*Quoted passage*
******************************

When most of her job duties were automated and her position was no longer needed, the plaintiff in Akridge v. Alfa Ins. Co., 2024 U.S. App. LEXIS 3731, 2024 WL 652747 (11th Cir. 2024), was terminated from employment. She filed suit in federal court claiming that her employer, which was self-insured and paid the healthcare costs of its employees, terminated her employment in violation of the ADA to avoid paying healthcare costs related to her medical condition, multiple sclerosis.  In support of her claim the plaintiff asserted that several non-disabled employees who she claimed were similarly situated were not terminated. The district court granted summary judgment to the employer after determining that none of plaintiff’s comparators were similarly situated and there was insufficient evidence that the decisionmakers knew her healthcare costs.

Among the key issues on appeal was the standard of proof required in ADA cases. To begin, the Eleventh Circuit stated, “our Court has long understood the ADA as imposing a ‘but-for’ causation standard – that is, an adverse employment action would not have occurred but for the plaintiff’s disability.  We agree with our sister circuits and hold that the switch from ‘because of’ to ‘on the basis of’ in the 2008 amendment to the ADA did not change or affect its but-for causation standard.”  In response to a dissenting opinion, the Eleventh Circuit clarified that there can be more than one but-for cause for an adverse employment action, and an “ADA claimant need only show that her disability was one such cause, i.e., one ‘determinative . . . decision-making factor.’”

Next, the court addressed the plaintiff’s claim that the reasons given for her termination were pretextual and that the true reason for her termination was her high healthcare costs. Affirming the district court’s decision granting summary judgment to the employer, the Eleventh Circuit concluded that the plaintiff offered only conjecture and speculation that the decisionmakers knew of her healthcare costs and terminated her employment based on this information.

******************************

*Provided data*
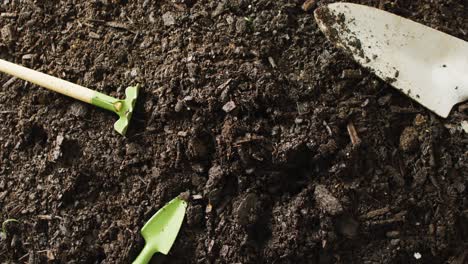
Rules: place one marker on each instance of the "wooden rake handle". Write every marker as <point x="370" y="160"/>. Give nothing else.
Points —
<point x="49" y="82"/>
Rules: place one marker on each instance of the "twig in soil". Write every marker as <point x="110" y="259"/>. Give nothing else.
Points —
<point x="353" y="134"/>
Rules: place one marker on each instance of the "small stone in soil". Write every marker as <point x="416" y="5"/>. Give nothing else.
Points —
<point x="326" y="201"/>
<point x="409" y="139"/>
<point x="78" y="109"/>
<point x="229" y="106"/>
<point x="246" y="209"/>
<point x="168" y="19"/>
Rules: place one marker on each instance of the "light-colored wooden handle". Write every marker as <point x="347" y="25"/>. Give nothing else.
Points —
<point x="52" y="83"/>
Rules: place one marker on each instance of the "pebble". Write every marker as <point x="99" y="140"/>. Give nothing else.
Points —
<point x="168" y="19"/>
<point x="78" y="109"/>
<point x="351" y="74"/>
<point x="326" y="201"/>
<point x="132" y="148"/>
<point x="229" y="106"/>
<point x="395" y="242"/>
<point x="409" y="139"/>
<point x="245" y="211"/>
<point x="219" y="9"/>
<point x="7" y="34"/>
<point x="393" y="234"/>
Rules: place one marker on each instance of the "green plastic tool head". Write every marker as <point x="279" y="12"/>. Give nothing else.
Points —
<point x="124" y="109"/>
<point x="161" y="230"/>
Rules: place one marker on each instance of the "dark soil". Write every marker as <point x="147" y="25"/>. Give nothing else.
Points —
<point x="244" y="104"/>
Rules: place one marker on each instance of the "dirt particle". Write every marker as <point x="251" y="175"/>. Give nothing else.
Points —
<point x="78" y="109"/>
<point x="308" y="5"/>
<point x="409" y="139"/>
<point x="8" y="34"/>
<point x="229" y="106"/>
<point x="168" y="19"/>
<point x="326" y="201"/>
<point x="246" y="210"/>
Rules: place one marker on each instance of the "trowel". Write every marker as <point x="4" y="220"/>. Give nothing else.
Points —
<point x="161" y="230"/>
<point x="429" y="66"/>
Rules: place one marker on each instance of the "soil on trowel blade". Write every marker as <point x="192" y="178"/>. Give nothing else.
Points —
<point x="290" y="151"/>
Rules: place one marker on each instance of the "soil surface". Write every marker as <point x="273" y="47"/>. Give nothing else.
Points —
<point x="290" y="151"/>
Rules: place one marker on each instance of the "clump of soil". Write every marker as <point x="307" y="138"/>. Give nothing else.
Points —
<point x="246" y="105"/>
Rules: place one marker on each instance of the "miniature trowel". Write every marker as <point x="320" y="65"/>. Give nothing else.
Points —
<point x="123" y="108"/>
<point x="161" y="230"/>
<point x="429" y="66"/>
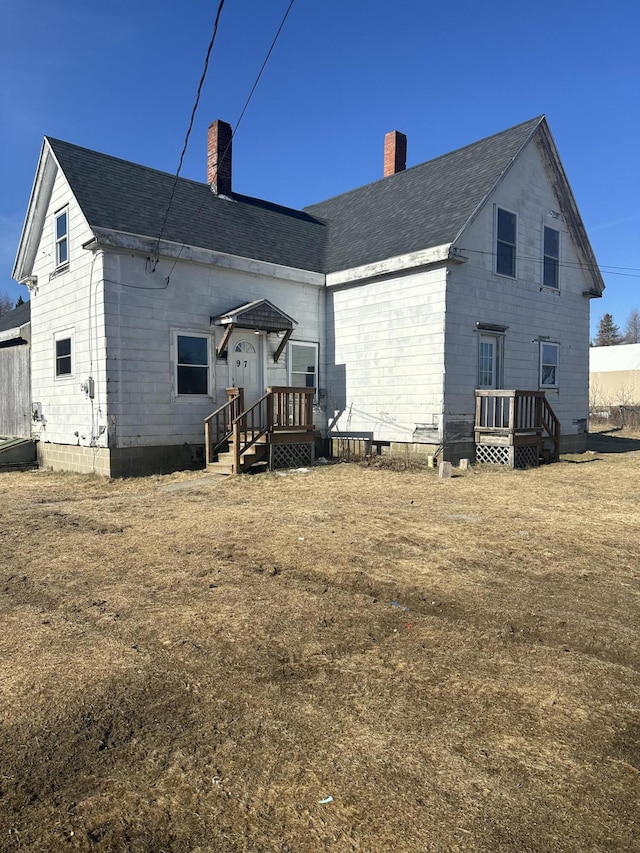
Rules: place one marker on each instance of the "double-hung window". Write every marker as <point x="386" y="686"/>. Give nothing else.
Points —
<point x="63" y="354"/>
<point x="303" y="365"/>
<point x="192" y="364"/>
<point x="62" y="237"/>
<point x="549" y="364"/>
<point x="506" y="231"/>
<point x="551" y="258"/>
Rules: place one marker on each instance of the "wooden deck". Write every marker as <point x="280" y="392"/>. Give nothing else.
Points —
<point x="276" y="429"/>
<point x="523" y="422"/>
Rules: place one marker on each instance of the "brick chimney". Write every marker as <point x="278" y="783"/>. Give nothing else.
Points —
<point x="395" y="153"/>
<point x="219" y="157"/>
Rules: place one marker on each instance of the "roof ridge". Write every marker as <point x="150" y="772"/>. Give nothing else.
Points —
<point x="534" y="122"/>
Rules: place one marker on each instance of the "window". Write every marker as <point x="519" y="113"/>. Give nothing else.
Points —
<point x="549" y="365"/>
<point x="192" y="364"/>
<point x="506" y="227"/>
<point x="551" y="257"/>
<point x="63" y="348"/>
<point x="62" y="238"/>
<point x="303" y="365"/>
<point x="490" y="360"/>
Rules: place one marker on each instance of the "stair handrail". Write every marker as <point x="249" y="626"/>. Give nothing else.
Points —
<point x="220" y="423"/>
<point x="551" y="425"/>
<point x="245" y="422"/>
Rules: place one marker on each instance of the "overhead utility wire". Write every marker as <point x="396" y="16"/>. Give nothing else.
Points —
<point x="631" y="272"/>
<point x="186" y="139"/>
<point x="235" y="129"/>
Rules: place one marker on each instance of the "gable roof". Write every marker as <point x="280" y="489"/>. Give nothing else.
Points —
<point x="424" y="206"/>
<point x="117" y="195"/>
<point x="413" y="211"/>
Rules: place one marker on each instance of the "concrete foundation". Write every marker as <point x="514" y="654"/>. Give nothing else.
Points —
<point x="120" y="462"/>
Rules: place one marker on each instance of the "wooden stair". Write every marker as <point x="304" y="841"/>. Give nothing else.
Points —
<point x="237" y="439"/>
<point x="224" y="463"/>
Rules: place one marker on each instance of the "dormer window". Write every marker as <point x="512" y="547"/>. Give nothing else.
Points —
<point x="62" y="237"/>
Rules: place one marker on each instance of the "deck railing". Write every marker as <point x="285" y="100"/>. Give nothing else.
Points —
<point x="516" y="415"/>
<point x="281" y="409"/>
<point x="218" y="426"/>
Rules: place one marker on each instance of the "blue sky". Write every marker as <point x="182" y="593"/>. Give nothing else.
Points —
<point x="121" y="78"/>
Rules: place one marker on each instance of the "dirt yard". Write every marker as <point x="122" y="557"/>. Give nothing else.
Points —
<point x="347" y="659"/>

******************************

Return the passage of the case summary that begins at the words "Next, the court" and ends after the words "on this information.", copied word for word. The data shown above is separate material, unrelated to the case summary.

Next, the court addressed the plaintiff’s claim that the reasons given for her termination were pretextual and that the true reason for her termination was her high healthcare costs. Affirming the district court’s decision granting summary judgment to the employer, the Eleventh Circuit concluded that the plaintiff offered only conjecture and speculation that the decisionmakers knew of her healthcare costs and terminated her employment based on this information.